_EXERCISE REQUIREMENTS_. What you should copy is the line containing "Practice step: identify the tractor hood" and all lines after it in the entries below, exactly and without anything added.

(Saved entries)
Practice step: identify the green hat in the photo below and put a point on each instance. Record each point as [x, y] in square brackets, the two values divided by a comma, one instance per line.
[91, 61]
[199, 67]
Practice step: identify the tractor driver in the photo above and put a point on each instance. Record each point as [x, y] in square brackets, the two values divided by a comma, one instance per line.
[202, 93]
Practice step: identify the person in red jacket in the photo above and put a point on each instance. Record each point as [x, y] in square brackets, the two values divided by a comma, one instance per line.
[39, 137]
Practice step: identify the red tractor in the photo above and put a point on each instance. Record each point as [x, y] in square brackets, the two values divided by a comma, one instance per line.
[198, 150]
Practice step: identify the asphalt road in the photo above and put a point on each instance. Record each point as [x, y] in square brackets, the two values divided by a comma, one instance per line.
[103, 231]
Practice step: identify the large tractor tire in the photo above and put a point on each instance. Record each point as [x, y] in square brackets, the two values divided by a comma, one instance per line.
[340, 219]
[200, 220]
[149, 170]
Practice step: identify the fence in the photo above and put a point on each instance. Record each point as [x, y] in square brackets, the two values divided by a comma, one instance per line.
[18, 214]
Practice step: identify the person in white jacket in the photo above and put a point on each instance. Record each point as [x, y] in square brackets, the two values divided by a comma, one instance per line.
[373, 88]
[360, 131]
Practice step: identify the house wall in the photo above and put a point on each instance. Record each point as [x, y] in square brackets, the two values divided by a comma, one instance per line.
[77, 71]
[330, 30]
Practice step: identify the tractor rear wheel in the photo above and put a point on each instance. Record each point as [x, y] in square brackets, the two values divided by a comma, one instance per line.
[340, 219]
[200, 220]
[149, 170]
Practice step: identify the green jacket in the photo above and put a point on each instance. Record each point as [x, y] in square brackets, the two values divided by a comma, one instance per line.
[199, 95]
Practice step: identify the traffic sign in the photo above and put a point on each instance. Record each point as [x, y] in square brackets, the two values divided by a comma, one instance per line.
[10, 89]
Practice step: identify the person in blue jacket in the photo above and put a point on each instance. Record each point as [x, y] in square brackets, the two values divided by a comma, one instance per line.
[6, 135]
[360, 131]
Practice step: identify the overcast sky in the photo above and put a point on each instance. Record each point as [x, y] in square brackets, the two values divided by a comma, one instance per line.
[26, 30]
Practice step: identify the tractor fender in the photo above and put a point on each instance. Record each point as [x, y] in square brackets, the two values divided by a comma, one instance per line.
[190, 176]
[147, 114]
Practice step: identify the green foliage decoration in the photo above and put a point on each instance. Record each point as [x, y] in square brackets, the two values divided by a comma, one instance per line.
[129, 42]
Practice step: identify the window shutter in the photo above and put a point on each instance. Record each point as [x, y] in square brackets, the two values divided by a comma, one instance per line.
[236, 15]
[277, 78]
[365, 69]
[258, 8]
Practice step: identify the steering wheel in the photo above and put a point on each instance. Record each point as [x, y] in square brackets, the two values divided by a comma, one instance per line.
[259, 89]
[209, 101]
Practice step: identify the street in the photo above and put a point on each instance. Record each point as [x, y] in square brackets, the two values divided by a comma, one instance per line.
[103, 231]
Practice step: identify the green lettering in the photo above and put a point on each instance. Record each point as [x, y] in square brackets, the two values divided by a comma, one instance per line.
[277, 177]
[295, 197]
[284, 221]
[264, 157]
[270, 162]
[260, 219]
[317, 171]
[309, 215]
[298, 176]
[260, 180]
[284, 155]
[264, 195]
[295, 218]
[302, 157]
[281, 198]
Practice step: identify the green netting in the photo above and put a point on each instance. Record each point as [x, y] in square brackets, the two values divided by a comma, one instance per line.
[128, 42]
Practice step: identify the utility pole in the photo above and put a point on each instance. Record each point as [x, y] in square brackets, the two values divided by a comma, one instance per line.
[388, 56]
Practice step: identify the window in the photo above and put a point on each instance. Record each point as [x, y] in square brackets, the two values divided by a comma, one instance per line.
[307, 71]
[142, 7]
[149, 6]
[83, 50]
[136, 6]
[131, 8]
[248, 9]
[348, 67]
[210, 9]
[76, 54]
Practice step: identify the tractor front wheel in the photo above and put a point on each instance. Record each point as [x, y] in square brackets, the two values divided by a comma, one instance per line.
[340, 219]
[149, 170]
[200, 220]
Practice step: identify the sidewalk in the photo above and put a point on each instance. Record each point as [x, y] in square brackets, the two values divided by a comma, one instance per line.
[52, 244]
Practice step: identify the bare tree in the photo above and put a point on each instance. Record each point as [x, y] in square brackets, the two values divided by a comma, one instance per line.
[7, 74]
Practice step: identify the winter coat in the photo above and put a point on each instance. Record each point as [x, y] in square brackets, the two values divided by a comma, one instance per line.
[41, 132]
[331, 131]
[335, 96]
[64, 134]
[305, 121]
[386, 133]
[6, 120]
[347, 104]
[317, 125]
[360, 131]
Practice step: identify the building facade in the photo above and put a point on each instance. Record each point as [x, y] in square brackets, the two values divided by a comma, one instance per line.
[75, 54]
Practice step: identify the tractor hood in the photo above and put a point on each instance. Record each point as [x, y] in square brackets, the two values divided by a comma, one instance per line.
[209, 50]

_SOLUTION_.
Practice step: identify the tractor hood in the photo above and put a point on each instance. Record each point as [x, y] in square brackets, the two values divided by a comma, one instance per line.
[209, 50]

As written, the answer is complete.